* **EXERCISE INSTRUCTIONS**
A. Can you rewrite the fly fishing article from "Hooked on Haywood: County’s" to "a moment’s notice.", replacing "necklace" with "collar"?
B. Which lines in the entries below contain the word "skier"? Copy each of them.

* **SOURCE TEXT**
::::::

Archived Outdoors

Hooked on Haywood: County’s expanded outdoor programming offers new ways to explore

A participant in the four-part fly fishing series practices his cast. Holly Kays photo A participant in the four-part fly fishing series practices his cast. Holly Kays photo

“My name is Tommy Thomas. I’ve been fly fishing 30, maybe closer to 40 years now,” says the man wearing a reel of fishing line as a necklace, by way of introducing himself to the couple dozen people gathered for a morning fly fishing class May 7 at Lake Junaluska Dam.

It’s easy to believe him, and not just because the fishing line necklace is accompanied by a black angler’s hat, a multi-pocketed tan long-sleeved shirt and a pair of scissors — like the reel, he wears them around his neck — presumably ready to snip through fishing line at a moment’s notice. 

Rather, it’s easy to believe him because of the ease with which he strings together instruction, advice and lore for the group of novice anglers taking in the first installment of a four-part fishing course offered through Haywood County Recreation and Parks. Thomas had met nearly everybody now straining to hear him over the roar of the dam mere minutes before launching into his lesson, but he speaks as though they’re longtime neighbors meeting up for a chat about fishing, and he does so with an earnestness that implies their discovery of the pastime’s inherent pleasure is to him the most important thing in the world.

::::::

* **INFORMATION SHOWN**
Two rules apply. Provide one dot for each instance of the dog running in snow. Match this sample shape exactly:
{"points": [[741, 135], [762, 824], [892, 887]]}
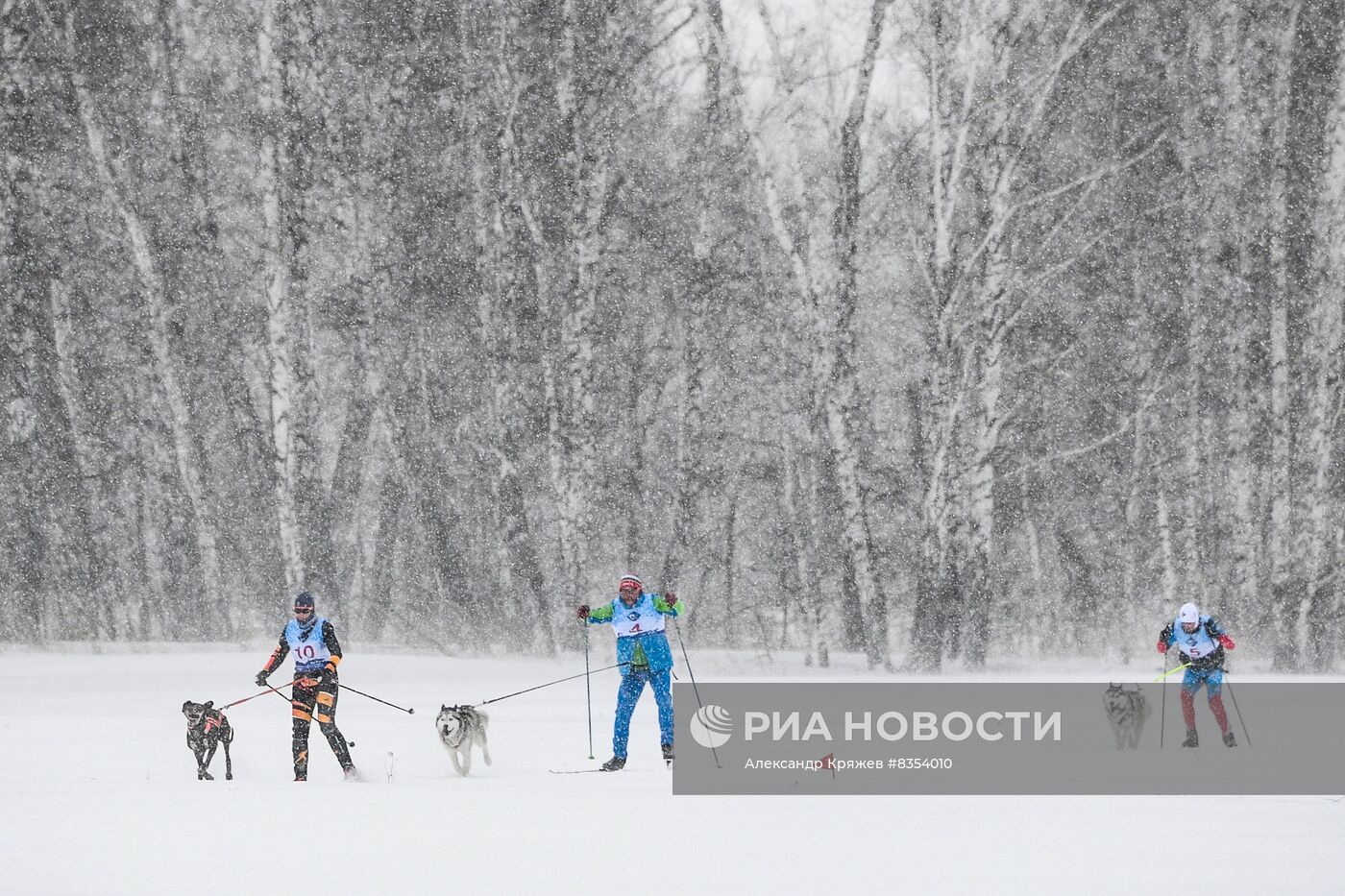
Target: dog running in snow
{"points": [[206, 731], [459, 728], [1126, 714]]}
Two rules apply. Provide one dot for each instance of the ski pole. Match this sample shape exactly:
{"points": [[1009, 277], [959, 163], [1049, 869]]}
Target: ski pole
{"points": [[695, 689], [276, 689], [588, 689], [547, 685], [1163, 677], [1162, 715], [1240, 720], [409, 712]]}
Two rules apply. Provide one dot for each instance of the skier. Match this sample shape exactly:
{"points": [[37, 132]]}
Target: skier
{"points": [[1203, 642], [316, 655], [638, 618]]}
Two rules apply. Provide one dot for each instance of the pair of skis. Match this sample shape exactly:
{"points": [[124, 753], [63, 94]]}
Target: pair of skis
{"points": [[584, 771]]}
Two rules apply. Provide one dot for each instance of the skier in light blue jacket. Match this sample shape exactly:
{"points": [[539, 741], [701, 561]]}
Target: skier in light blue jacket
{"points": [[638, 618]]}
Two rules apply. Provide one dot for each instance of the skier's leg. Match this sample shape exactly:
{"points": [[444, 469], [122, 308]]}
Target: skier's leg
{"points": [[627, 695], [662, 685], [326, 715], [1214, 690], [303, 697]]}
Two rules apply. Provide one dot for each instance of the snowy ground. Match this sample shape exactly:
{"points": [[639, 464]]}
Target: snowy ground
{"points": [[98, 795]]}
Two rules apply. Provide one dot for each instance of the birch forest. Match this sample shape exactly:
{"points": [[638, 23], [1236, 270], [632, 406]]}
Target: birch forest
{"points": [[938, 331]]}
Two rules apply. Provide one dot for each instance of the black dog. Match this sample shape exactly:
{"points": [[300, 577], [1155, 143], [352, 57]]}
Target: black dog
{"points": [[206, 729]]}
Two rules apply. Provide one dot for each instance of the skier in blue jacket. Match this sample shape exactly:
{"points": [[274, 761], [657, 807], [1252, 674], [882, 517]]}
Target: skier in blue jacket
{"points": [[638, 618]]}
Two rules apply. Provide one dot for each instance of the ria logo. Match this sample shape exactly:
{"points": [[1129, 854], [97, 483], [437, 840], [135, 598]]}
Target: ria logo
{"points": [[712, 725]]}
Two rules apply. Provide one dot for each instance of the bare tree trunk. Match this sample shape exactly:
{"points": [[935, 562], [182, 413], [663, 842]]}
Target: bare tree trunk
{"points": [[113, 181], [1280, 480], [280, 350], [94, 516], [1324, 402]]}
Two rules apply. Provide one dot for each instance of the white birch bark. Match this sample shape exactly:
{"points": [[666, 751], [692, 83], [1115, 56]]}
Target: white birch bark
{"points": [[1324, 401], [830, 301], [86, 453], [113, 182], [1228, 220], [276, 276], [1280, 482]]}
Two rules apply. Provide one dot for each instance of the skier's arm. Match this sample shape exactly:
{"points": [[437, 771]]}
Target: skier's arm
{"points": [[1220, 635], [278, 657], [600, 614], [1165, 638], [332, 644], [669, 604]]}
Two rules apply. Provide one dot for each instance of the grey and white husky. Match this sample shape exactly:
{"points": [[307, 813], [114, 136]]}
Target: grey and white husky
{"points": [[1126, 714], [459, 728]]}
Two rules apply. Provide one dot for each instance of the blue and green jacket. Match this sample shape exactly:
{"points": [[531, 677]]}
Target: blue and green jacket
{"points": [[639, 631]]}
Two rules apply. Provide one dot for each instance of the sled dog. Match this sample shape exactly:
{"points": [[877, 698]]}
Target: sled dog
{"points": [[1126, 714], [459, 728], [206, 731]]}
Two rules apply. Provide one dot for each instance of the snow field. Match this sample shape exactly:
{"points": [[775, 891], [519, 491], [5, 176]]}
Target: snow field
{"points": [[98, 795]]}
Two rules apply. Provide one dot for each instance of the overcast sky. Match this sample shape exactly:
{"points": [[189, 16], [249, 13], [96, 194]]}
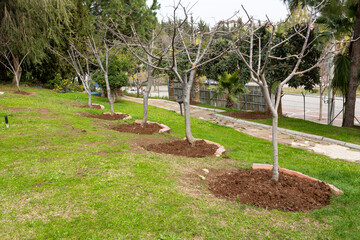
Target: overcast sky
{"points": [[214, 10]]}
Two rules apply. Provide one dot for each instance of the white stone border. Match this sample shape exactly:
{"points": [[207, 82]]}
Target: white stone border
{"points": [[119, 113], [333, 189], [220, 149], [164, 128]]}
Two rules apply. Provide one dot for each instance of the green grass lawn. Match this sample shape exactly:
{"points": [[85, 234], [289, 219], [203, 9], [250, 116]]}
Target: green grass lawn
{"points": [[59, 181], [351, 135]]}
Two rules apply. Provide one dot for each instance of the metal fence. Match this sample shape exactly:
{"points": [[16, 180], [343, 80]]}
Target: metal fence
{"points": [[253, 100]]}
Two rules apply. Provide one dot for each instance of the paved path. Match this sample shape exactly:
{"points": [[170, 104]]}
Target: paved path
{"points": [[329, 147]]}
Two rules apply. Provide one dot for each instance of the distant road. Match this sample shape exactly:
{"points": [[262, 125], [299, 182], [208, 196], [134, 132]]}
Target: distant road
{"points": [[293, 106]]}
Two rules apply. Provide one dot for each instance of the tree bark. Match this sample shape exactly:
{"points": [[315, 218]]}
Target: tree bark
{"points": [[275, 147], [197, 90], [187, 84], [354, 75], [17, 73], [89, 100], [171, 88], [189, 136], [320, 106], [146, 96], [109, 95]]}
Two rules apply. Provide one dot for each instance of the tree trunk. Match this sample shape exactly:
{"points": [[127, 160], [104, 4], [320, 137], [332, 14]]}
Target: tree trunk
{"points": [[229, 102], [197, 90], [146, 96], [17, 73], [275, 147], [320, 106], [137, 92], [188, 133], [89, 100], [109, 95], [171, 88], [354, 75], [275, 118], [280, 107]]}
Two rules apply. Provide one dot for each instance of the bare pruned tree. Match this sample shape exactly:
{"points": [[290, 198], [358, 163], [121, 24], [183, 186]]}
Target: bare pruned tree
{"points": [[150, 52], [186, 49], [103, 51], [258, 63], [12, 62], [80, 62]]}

::::::

* **TASK-BY-TASK SOLUTIONS**
A.
Hooked on Haywood: County’s expanded outdoor programming offers new ways to explore

A participant in the four-part fly fishing series practices his cast. Holly Kays photo A participant in the four-part fly fishing series practices his cast. Holly Kays photo

“My name is Tommy Thomas. I’ve been fly fishing 30, maybe closer to 40 years now,” says the man wearing a reel of fishing line as a collar, by way of introducing himself to the couple dozen people gathered for a morning fly fishing class May 7 at Lake Junaluska Dam.

It’s easy to believe him, and not just because the fishing line collar is accompanied by a black angler’s hat, a multi-pocketed tan long-sleeved shirt and a pair of scissors — like the reel, he wears them around his neck — presumably ready to snip through fishing line at a moment’s notice.

B.
Two rules apply. Provide one dot for each instance of the skier. Match this sample shape exactly:
Target: skier
Two rules apply. Provide one dot for each instance of the skier in light blue jacket. Match this sample shape exactly:
Target: skier in light blue jacket
Two rules apply. Provide one dot for each instance of the skier's leg. Match this sample shape exactly:
Target: skier's leg
Two rules apply. Provide one dot for each instance of the skier in blue jacket. Match this sample shape exactly:
Target: skier in blue jacket
Two rules apply. Provide one dot for each instance of the skier's arm. Match this sample shape exactly:
Target: skier's arm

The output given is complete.